Write out the listing below verbatim, beginning at the line containing "[locate] palm frond" and continuing through the final line of the listing.
>> Begin RECORDS FOR PROCESSING
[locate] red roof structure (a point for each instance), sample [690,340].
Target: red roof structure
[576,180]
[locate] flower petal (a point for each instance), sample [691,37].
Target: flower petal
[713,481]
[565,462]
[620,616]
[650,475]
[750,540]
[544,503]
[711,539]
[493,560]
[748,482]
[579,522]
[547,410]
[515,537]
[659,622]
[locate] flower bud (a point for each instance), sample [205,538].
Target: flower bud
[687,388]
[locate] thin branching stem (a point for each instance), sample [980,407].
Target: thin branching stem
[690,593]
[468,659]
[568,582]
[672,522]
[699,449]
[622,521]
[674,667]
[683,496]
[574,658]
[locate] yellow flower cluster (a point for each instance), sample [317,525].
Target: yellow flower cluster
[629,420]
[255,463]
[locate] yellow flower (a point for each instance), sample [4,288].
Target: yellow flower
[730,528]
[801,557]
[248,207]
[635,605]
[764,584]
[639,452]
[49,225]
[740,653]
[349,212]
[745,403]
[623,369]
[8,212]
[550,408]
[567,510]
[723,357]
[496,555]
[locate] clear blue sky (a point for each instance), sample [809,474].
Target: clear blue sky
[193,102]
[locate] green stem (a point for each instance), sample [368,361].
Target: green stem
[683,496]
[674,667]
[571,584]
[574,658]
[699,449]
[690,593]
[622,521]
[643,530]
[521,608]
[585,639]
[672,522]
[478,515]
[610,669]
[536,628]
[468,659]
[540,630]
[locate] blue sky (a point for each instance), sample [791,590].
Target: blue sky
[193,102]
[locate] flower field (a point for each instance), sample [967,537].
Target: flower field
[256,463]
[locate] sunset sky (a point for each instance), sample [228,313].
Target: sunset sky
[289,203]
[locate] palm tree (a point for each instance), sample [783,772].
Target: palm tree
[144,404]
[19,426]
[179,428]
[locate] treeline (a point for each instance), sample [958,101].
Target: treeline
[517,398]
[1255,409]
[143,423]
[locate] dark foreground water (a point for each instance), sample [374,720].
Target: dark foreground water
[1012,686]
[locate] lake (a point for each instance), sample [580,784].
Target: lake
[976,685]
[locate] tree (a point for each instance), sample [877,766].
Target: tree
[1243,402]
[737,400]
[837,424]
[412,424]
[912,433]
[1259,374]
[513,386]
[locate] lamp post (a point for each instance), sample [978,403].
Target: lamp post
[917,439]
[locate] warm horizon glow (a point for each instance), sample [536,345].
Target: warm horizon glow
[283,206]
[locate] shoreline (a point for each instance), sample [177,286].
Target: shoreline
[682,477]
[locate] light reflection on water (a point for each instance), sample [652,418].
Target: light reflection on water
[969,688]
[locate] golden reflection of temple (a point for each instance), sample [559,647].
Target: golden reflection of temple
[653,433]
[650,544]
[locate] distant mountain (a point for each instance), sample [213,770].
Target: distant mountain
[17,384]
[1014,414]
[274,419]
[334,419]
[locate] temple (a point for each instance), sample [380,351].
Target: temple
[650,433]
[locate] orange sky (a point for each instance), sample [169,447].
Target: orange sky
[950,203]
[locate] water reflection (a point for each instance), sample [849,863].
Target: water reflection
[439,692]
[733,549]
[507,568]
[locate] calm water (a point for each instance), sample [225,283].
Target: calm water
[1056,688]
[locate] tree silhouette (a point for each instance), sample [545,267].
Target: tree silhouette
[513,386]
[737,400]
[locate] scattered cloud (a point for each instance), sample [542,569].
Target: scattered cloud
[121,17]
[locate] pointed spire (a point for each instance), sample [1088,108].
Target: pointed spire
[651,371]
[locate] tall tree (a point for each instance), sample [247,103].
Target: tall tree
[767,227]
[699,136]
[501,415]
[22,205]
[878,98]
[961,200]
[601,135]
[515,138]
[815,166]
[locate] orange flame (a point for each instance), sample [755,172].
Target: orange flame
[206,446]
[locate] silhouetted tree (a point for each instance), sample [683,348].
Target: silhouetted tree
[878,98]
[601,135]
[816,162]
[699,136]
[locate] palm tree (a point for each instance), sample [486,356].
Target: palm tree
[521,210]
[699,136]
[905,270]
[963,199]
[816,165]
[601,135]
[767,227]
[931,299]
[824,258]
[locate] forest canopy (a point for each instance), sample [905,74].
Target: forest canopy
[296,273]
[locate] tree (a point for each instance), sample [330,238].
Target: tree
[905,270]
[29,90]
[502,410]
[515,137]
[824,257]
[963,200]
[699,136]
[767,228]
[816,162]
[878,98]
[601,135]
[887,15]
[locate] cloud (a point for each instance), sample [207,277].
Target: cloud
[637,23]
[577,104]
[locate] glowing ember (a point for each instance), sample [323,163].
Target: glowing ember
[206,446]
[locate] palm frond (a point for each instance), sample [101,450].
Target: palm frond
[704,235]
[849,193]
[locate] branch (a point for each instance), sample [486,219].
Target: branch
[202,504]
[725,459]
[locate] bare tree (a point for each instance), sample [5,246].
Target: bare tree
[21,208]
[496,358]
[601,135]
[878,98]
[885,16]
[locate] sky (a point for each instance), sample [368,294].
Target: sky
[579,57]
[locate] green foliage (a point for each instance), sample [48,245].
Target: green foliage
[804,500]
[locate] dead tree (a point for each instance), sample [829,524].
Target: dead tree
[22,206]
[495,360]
>> End RECORDS FOR PROCESSING
▸ WRITTEN REPLY:
[locate] palm frond (a point for each instance), sample [101,450].
Target: palm frond
[704,235]
[849,193]
[locate] branch (a point for each instance), sample [486,219].
Target: branch
[202,504]
[725,459]
[locate] bare tree (a point for each instance), sample [5,246].
Target: bare tree
[21,208]
[496,358]
[601,135]
[878,98]
[885,16]
[locate] sky (a point for each instance), sample [368,294].
Target: sky
[579,57]
[locate] green foliage (a point for each instance), sample [48,245].
Target: green foliage
[804,500]
[locate] dead tree (a point for each instance), sample [829,524].
Target: dead tree
[22,206]
[495,360]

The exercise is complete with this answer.